TRECHO FORNECIDO:
---*---

A superação do mercado e o novo modelo de planificação

Para Jabbour, o mercado não desaparece por decreto, mas vai perdendo espaço à medida que o setor público ganha força e eficiência. Ele citou exemplos como a construção de 45 mil quilômetros de ferrovias de alta velocidade na China em duas décadas, ou os subsídios anuais ao transporte público que ultrapassam US$ 580 bilhões – projetos que fogem completamente da lógica mercantil.

“A China está inaugurando uma dinâmica de desenvolvimento liderada pelo Partido Comunista, não apenas pelo Estado. Isso é algo novo e precisa ser compreendido teoricamente”, explicou. Questionado sobre a polêmica envolvendo a utilização de mecanismos de mercado no socialismo, Jabbour foi taxativo: “É uma falsa controvérsia. O mercado é uma categoria histórica que só desaparecerá quando surgirem condições materiais para isso. Até lá, pode ser um instrumento para fortalecer as forças produtivas sob direção política”.

Outro traço fundamental do socialismo chinês, segundo o pesquisador, é a expansão das formas públicas e coletivas de propriedade. Jabbour destaca que o avanço da propriedade pública reduz progressivamente a influência da lei do valor e dos mecanismos de mercado. Ele cita o exemplo dos investimentos bilionários em infraestrutura e transporte público: “Subsídios de mais de 500 bilhões de dólares por ano em transporte público não são decisões de mercado. São projetos guiados por outra lógica, pela razão social.”

Para o geógrafo, a China representa uma nova etapa da construção do socialismo, que supera os dilemas herdados do século XX e inaugura um novo modelo civilizacional. “Hoje, o socialismo se define não apenas pelo que ele nega, mas pelo que ele constrói: uma forma superior de organização social baseada na racionalidade, na planificação e na hegemonia política do proletariado”, conclui.

Segundo ele, tecnologias disruptivas como inteligência artificial, Big Data e 5G estão sendo usadas para criar uma forma superior de planificação econômica, capaz de integrar sociedade, natureza e produção de maneira consciente e planejada.

A centralidade da questão nacional e a crítica às esquerdas sem lugar

Um dos pontos mais debatidos durante a conversa foi a importância da questão nacional na construção do socialismo. Elias Jabur criticou duramente as correntes da esquerda brasileira que teriam abandonado a defesa do Brasil como projeto coletivo e emancipador.

“Uma esquerda que opera na periferia do capitalismo e que não advoga a centralidade da questão nacional perde sua razão de existência”, disse, defendendo que a luta por soberania, desenvolvimento e integração regional deve ser parte fundamental da agenda comunista.

Para ele, a crise da esquerda brasileira está ligada ao abandono desse eixo: “Quando você substitui a luta por um projeto nacional de desenvolvimento por pautas fragmentadas, perde-se o lugar na história. O PCdoB deve ser o núcleo de um bloco patriótico, desenvolvimentista e anti-imperialista”.

Ele criticou a esquerda brasileira por ignorar essas transformações: “Enquanto a China inaugura um novo modelo, muitos insistem em olhar apenas para Europa e EUA. É uma cegueira estratégica”.

---*---

MATERIAL FORNECIDO:
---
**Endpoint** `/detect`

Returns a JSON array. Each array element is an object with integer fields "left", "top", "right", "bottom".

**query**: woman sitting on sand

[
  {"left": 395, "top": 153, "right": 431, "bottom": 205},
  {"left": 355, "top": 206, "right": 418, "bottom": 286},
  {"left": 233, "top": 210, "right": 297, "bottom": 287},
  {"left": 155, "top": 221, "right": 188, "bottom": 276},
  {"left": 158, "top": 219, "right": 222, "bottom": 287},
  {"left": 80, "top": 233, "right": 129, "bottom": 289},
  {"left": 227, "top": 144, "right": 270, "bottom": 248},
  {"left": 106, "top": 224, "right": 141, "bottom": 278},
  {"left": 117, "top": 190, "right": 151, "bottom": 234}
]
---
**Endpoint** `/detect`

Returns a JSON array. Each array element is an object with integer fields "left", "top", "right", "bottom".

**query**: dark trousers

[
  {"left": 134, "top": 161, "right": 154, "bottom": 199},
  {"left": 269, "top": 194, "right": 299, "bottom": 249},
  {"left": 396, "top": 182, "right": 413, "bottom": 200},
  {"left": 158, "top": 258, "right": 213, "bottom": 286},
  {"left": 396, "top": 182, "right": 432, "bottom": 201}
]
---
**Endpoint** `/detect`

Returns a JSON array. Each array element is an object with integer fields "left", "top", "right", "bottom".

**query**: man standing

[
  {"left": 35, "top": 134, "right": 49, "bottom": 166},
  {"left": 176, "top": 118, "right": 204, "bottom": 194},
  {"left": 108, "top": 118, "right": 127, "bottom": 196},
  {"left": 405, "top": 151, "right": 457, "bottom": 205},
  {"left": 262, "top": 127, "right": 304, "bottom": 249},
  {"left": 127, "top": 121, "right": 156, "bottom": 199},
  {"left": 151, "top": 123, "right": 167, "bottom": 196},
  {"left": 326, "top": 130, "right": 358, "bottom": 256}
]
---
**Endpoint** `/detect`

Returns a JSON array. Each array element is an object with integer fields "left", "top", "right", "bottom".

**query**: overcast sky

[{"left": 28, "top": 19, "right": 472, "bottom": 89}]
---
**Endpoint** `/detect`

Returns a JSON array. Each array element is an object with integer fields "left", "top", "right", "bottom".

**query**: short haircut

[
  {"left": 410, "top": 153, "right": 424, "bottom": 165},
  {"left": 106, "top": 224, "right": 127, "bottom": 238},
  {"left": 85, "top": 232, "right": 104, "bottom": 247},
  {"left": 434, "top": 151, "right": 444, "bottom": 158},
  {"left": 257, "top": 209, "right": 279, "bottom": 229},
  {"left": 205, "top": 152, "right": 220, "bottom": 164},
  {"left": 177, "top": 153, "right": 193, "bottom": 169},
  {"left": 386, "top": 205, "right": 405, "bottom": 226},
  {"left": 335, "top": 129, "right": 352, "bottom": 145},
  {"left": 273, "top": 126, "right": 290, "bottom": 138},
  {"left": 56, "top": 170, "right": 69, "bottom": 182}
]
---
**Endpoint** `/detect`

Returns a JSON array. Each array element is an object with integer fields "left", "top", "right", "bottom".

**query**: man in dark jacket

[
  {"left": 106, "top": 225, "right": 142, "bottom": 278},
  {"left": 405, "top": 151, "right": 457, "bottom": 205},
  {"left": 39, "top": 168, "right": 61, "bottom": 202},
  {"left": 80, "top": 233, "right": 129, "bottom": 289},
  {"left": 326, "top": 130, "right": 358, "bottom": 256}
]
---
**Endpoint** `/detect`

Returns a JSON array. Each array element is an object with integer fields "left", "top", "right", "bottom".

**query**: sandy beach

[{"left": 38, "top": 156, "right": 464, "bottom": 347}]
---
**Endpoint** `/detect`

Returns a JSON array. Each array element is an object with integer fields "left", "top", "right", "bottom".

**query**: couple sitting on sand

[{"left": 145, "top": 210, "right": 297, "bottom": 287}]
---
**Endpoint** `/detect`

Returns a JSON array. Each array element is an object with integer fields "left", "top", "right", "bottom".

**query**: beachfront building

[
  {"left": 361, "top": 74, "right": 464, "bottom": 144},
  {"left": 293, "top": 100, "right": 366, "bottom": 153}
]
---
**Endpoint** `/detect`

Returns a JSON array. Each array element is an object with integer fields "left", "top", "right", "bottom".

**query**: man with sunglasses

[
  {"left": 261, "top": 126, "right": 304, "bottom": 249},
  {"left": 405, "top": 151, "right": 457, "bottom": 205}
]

---*---

PROBLEMAS A RESOLVER:
**1)** Repita literalmente a parte do trecho fornecido que começa em "Segundo ele, tecnologias" e termina em "coletivo e emancipador.".
**2)** Quais tecnologias disruptivas o trecho fornecido menciona? Liste todas.

RESPOSTAS ESCRITAS:
**1)**
Segundo ele, tecnologias disruptivas como inteligência artificial, Big Data e 5G estão sendo usadas para criar uma forma superior de planificação econômica, capaz de integrar sociedade, natureza e produção de maneira consciente e planejada.

A centralidade da questão nacional e a crítica às esquerdas sem lugar

Um dos pontos mais debatidos durante a conversa foi a importância da questão nacional na construção do socialismo. Elias Jabur criticou duramente as correntes da esquerda brasileira que teriam abandonado a defesa do Brasil como projeto coletivo e emancipador.

**2)**
- Inteligência artificial
- Big Data
- 5G